_TASK TO CARRY OUT_: A verbatim reprint of the records below is what this exercise asks for.

[Dataset entries]
──────────

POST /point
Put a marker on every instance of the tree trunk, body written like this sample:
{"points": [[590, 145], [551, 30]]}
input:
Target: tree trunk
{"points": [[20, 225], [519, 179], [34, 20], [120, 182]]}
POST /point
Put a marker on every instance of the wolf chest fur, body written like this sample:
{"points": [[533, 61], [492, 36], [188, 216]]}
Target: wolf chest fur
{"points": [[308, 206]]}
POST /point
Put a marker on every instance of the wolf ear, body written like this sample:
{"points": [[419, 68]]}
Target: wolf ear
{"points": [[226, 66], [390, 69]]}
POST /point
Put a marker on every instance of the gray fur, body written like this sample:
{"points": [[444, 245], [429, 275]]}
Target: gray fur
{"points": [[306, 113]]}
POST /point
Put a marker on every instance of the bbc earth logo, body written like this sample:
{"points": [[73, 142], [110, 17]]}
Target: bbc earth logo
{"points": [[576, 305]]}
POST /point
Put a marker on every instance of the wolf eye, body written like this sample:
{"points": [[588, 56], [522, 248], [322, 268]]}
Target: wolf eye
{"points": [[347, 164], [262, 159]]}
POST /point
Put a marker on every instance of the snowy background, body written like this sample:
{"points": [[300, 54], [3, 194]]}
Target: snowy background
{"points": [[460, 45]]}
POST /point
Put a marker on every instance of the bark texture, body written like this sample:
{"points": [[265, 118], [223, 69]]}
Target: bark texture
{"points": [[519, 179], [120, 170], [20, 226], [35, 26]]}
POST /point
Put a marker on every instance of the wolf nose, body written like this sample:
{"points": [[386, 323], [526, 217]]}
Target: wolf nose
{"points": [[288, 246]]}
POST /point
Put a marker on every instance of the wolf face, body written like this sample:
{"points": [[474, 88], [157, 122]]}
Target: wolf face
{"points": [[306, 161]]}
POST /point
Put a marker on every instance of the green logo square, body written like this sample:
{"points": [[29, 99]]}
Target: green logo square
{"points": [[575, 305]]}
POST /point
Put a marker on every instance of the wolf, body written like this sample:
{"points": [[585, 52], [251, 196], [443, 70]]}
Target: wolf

──────────

_RESPONSE TO THIS TASK_:
POST /point
Put a marker on every instance of the tree trunk, body written like this sample:
{"points": [[590, 145], [551, 30]]}
input:
Target: tree trunk
{"points": [[20, 225], [519, 179], [34, 20], [120, 182]]}
POST /point
Put a marker on every instance of the wolf chest fur, body written like this sample:
{"points": [[533, 61], [492, 36], [188, 216]]}
Target: wolf chest fur
{"points": [[308, 206]]}
POST /point
Put a marker on every instance of the wolf ear, body written like this sample:
{"points": [[419, 68]]}
Target: wolf ear
{"points": [[226, 66], [390, 69]]}
POST /point
Put a marker on every instance of the gray fur, body written like this sample:
{"points": [[444, 245], [429, 275]]}
Target: gray fur
{"points": [[306, 113]]}
POST /point
Put a marker on every instance of the bbc earth logo, body written like this sample:
{"points": [[73, 142], [110, 17]]}
Target: bbc earth logo
{"points": [[576, 305]]}
POST /point
Put a marker on every instance of the wolf eye, body written like this sample:
{"points": [[588, 56], [522, 248], [322, 268]]}
Target: wolf eye
{"points": [[347, 164], [262, 159]]}
POST /point
Put a marker on every instance of the snowy background, body written like this sample:
{"points": [[300, 54], [3, 194]]}
Target: snowy background
{"points": [[460, 45]]}
POST /point
Put a marker on every instance of the bark texture, body written like this sample:
{"points": [[265, 118], [223, 69]]}
Target: bark texture
{"points": [[519, 179], [120, 170], [20, 226], [35, 26]]}
POST /point
Put a marker on every instance of the wolf nose, body written like this sample:
{"points": [[386, 323], [526, 217]]}
Target: wolf nose
{"points": [[288, 246]]}
POST /point
Put a marker on every instance of the wolf face, body written like this sample:
{"points": [[474, 88], [157, 122]]}
Target: wolf face
{"points": [[306, 161]]}
POST /point
Put a marker on every instance of the green logo square, body written like this sample:
{"points": [[29, 99]]}
Target: green logo square
{"points": [[575, 305]]}
POST /point
Put a marker on every instance of the wolf, body written like this sample:
{"points": [[585, 52], [251, 196], [443, 70]]}
Target: wolf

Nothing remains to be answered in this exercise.